+++ Text segment +++

The information to be found in the lab reports will be divided into the following sections, and in the next order:

  • Cannabinoid presence
  • Heavy metals presence
  • Pesticides presence
  • Moisture content
  • Water activity
  • Foreign material screening
  • Terpene content
  • Residual solvent matter
  • Mycotoxins
  • Microbial screening

 Different labs may express the various components in weight units or parts per million based on weight.

What do <LOQ, and <LOD Mean in a COA

As mentioned, there are two other values that we can find to quantify the presence or absence of a component in a cannabis product, leaving aside the exact percentage.

<LOQ – Less than the limit of quantification

This result is presented in a laboratory report when a particular component is present on a product, but its concentration is so tiny that the lab cannot quantify it.

<LOD – Less than the limit of detection

The acronym >LOD in a COA result indicates that the presence of a given component is less than detectable, negligible, or practically nil.

What to Look for on a Cannabis COA

As already mentioned, in medicinal products, we must pay special attention to the THC percentage of the product and make sure that it is equal to or less than the maximum allowed for these products; 0.3%.

However, some companies producing cannabis flowers for recreational use are also starting to resort to certificates of analysis to increase the credibility of the pot they sell.

Essential cannabinoids


THC or tetrahydrocannabinol is probably the best-known cannabinoid in cannabis. And, of course, it will also matter to recreational users who will consume flowers with much more THC than 0.3%. 

It is a psychoactive compound and is responsible for the characteristic high so prized by recreational users. When absorbed by the body, THC usually induces a strong feeling of joy, relaxation, euphoria, numbness, etc.

+++

_Required action_.
According to the text on cannabis lab reports, what is the maximum THC percentage allowed for medicinal products?

+++ Record extracts +++

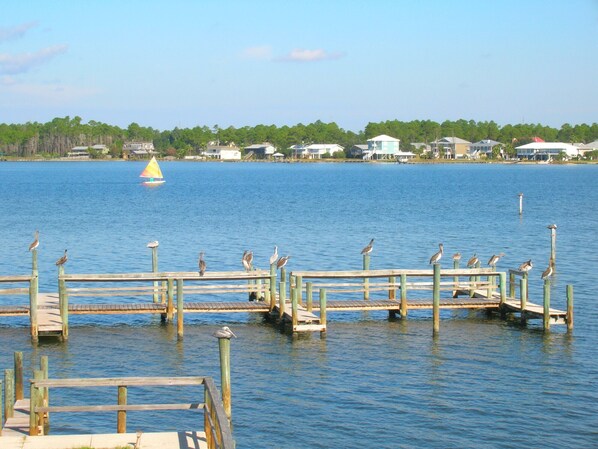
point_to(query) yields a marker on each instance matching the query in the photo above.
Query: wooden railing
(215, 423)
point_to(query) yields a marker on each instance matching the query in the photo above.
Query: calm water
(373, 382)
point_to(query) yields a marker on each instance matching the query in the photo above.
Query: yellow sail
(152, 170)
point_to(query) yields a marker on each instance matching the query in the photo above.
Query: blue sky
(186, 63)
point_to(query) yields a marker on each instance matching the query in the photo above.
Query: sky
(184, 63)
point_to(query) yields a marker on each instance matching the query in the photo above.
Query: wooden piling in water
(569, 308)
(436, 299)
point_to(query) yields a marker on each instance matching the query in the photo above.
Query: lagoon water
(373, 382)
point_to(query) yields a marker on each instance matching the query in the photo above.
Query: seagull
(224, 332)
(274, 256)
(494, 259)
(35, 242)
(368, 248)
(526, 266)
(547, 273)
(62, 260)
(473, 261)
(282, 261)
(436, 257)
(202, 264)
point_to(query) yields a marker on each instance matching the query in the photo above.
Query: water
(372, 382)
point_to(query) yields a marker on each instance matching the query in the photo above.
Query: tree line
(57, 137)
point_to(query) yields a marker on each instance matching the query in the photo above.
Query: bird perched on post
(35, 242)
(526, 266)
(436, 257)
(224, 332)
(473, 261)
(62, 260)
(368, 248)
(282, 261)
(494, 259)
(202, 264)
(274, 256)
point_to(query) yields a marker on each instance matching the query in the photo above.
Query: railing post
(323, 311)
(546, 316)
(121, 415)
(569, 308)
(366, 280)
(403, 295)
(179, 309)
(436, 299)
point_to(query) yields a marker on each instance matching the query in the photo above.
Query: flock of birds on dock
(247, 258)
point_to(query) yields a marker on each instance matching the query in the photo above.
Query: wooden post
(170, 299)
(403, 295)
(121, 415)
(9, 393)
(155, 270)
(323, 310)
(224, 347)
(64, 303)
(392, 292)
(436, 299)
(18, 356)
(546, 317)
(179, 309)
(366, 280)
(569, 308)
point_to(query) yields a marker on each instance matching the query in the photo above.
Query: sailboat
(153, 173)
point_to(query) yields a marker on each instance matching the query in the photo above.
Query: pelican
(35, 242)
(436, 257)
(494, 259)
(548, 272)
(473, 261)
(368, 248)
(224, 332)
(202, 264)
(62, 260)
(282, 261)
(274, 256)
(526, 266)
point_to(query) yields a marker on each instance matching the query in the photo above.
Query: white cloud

+++
+++ Record extracts +++

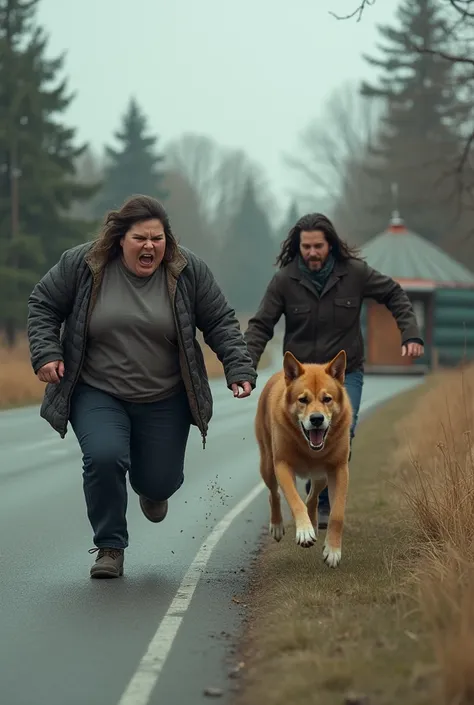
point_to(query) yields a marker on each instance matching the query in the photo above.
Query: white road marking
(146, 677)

+++

_Task result_.
0.3%